START

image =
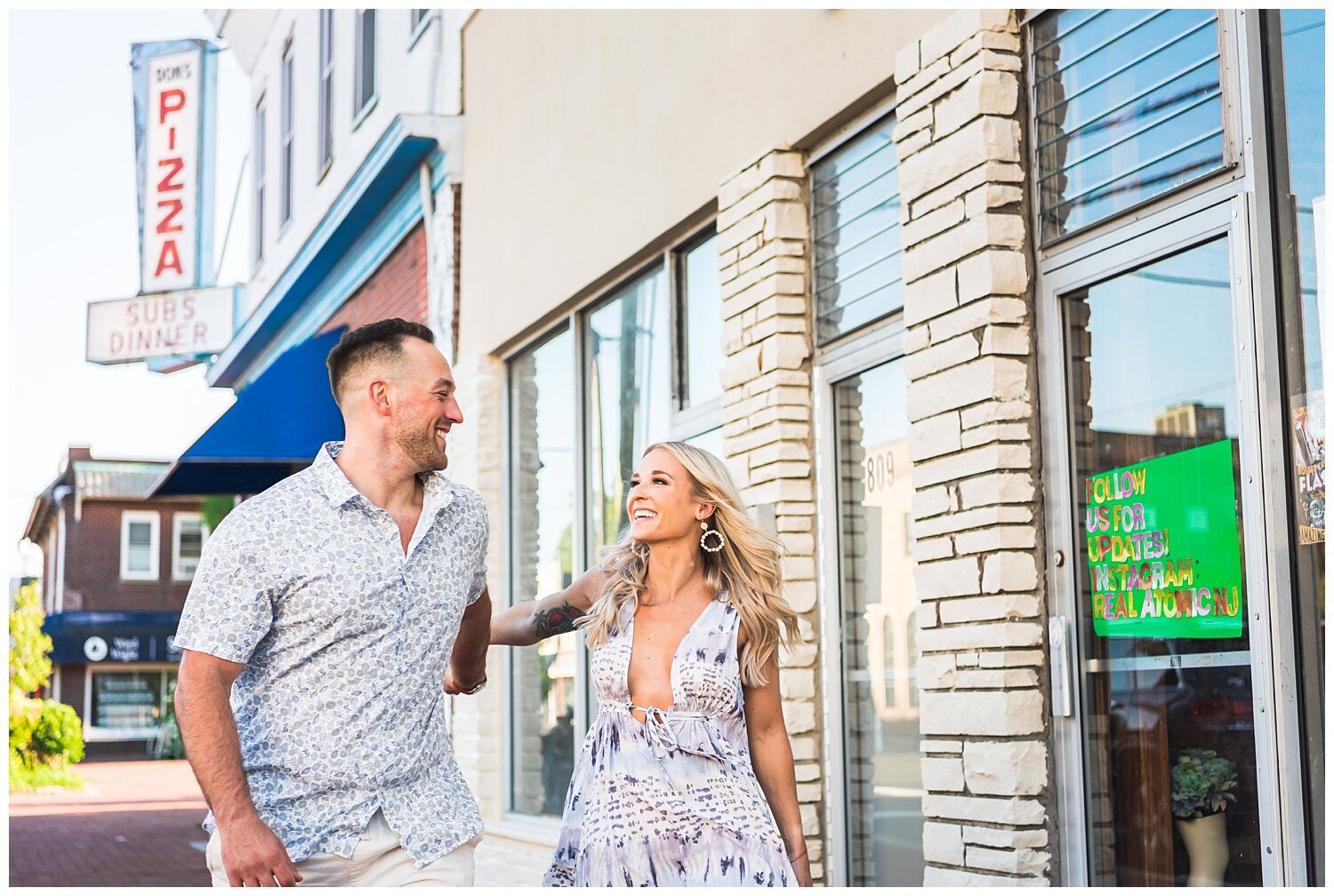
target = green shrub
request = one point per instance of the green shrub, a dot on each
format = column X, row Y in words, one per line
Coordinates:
column 29, row 779
column 24, row 714
column 58, row 738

END

* [TASK GOAL]: Extract every one of the lines above verbatim, omitting the picture from your answer.

* [COMPLETE ANSWER]:
image =
target = green shrub
request = one point per instance of the green shrub, a dot on each
format = column X, row Y in words, one per line
Coordinates:
column 29, row 779
column 24, row 714
column 58, row 738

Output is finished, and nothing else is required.